- Problem details: Can you quote the records below in full, word for word?

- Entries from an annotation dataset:
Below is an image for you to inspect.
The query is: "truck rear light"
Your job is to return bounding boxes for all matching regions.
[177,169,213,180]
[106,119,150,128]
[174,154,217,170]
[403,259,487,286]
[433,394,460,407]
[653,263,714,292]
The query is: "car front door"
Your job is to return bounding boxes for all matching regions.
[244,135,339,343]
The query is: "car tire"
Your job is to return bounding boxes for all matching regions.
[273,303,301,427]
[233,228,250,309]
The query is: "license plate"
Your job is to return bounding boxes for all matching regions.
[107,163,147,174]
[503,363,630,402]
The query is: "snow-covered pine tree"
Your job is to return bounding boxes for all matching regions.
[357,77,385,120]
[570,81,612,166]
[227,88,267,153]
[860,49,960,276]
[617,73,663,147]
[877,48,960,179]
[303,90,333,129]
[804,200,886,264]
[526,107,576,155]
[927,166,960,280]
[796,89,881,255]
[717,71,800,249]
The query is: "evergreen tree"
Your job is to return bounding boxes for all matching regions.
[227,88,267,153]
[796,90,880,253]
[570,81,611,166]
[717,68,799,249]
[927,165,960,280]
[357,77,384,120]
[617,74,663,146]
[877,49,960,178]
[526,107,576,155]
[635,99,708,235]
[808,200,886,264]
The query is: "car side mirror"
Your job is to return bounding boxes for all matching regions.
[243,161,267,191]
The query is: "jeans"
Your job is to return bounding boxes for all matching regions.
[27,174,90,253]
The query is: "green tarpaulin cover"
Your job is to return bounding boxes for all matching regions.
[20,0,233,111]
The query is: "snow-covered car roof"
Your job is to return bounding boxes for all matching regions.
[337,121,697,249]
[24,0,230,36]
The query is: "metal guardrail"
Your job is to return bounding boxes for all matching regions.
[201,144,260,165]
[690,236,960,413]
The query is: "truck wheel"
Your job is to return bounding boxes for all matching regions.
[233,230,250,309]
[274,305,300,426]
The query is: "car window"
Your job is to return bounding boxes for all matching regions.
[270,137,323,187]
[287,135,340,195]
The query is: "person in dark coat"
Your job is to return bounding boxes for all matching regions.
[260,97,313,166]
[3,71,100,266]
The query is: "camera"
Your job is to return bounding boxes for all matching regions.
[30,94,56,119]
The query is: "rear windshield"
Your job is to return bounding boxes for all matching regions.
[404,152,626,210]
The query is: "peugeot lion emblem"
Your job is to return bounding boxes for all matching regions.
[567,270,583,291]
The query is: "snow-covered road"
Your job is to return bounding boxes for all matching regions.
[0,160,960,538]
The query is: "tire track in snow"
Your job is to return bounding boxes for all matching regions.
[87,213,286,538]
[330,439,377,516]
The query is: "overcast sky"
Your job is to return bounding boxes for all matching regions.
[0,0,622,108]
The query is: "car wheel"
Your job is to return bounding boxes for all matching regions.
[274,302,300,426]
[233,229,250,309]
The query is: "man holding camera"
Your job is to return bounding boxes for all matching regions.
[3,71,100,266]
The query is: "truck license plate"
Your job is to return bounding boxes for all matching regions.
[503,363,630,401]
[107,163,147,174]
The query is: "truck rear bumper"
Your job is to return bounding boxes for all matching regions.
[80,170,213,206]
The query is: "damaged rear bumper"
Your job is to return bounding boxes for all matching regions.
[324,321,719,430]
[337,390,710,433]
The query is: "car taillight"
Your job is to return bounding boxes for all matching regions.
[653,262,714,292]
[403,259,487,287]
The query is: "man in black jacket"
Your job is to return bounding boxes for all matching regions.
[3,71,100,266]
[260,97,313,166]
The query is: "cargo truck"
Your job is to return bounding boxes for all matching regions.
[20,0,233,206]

- Solution:
Below is an image for you to inspect.
The query is: "truck rear light"
Your job is to return bounding boxes for all matching regions.
[177,169,213,180]
[106,119,150,128]
[174,154,217,170]
[403,259,487,286]
[433,394,460,407]
[653,263,714,292]
The query is: "car front door"
Your job is to return bounding boxes for all matching regions.
[244,135,339,343]
The query is: "car tire"
Your job is to return bounding boxes for all matching regions.
[273,303,301,427]
[233,228,250,309]
The query is: "license plate"
Your job is to return bounding boxes for all matching regions.
[107,163,147,174]
[503,363,630,402]
The query is: "snow-covered pine tree"
Your job is to return bounding boxes for all matching regions.
[357,77,385,120]
[570,81,612,166]
[227,88,267,153]
[860,49,960,276]
[617,73,663,147]
[877,48,960,179]
[303,90,333,129]
[804,200,886,264]
[526,107,576,155]
[927,166,960,280]
[796,89,881,255]
[717,71,800,249]
The query is: "evergreen tree"
Your job is to return bounding boxes for all matching regions.
[227,88,267,153]
[796,90,880,253]
[570,81,611,166]
[717,68,799,249]
[927,165,960,280]
[357,77,384,120]
[617,74,663,146]
[877,49,960,178]
[526,107,576,155]
[635,99,708,235]
[808,200,886,264]
The query is: "car side mirror"
Your job is to return bounding boxes for all matching regions.
[243,161,267,191]
The query is: "jeans"
Your job is to return bounding boxes for all matching regions.
[27,174,90,253]
The query is: "green tarpaulin cover"
Your job is to return bounding boxes for all matching regions.
[20,0,233,111]
The query is: "snow-covered car roof"
Your job is to return bounding boxes for all matching regions.
[337,121,697,249]
[24,0,230,36]
The query is: "metal guardrail"
Your job is to return bounding boxes for all matching regions.
[201,144,260,165]
[690,236,960,413]
The query is: "truck wheel"
Your job is to return bounding boxes for all matching regions.
[233,230,250,309]
[274,305,300,426]
The query is: "car window"
Your job is to return bounding boxes for all matching regions.
[270,137,323,187]
[287,135,340,195]
The query is: "person in dark coat"
Your job is to return bounding boxes for all matching regions.
[260,97,313,166]
[3,71,100,266]
The query is: "camera"
Your job is to return bounding boxes for all matching regions.
[30,94,56,119]
The query is: "rear windshield"
Your job is to return bounding boxes for all matching regions.
[404,152,626,210]
The query is: "peugeot lion emblem"
Your job is to return bounding boxes for all matching regions.
[567,270,583,291]
The query is: "snow-covered road"
Your job is to return bounding boxes for all matching regions.
[0,160,960,538]
The query is: "tire track in snow"
Your job is to return bounding boxes for all matching regions.
[87,213,286,538]
[330,439,377,516]
The query is: "overcast sky"
Your job is to return bounding boxes for all matching regions.
[0,0,622,108]
The query is: "car wheel"
Your job is to return bounding boxes for all matching regions.
[274,302,300,426]
[233,229,250,309]
The query is: "man holding camera"
Your job is to return bounding boxes for all matching regions.
[3,71,100,266]
The query is: "truck license plate"
Your job is to return bounding boxes for all matching regions.
[503,363,630,401]
[107,163,147,174]
The query is: "truck rear bumper"
Your job is to return bounding boxes for all matching regions.
[80,170,213,206]
The query is: "damaged rear bumper"
Your job is to return bounding boxes for all matching regions.
[324,321,719,430]
[337,390,710,433]
The query is: "car taillight"
Your job is to return bounding boxes for all matching regions.
[653,262,714,292]
[403,259,487,287]
The query is: "man in black jacket"
Your job is to return bounding boxes for all matching regions.
[3,71,100,266]
[260,97,313,166]
The query is: "cargo truck"
Your job is to return bounding boxes for all matching regions.
[20,0,233,206]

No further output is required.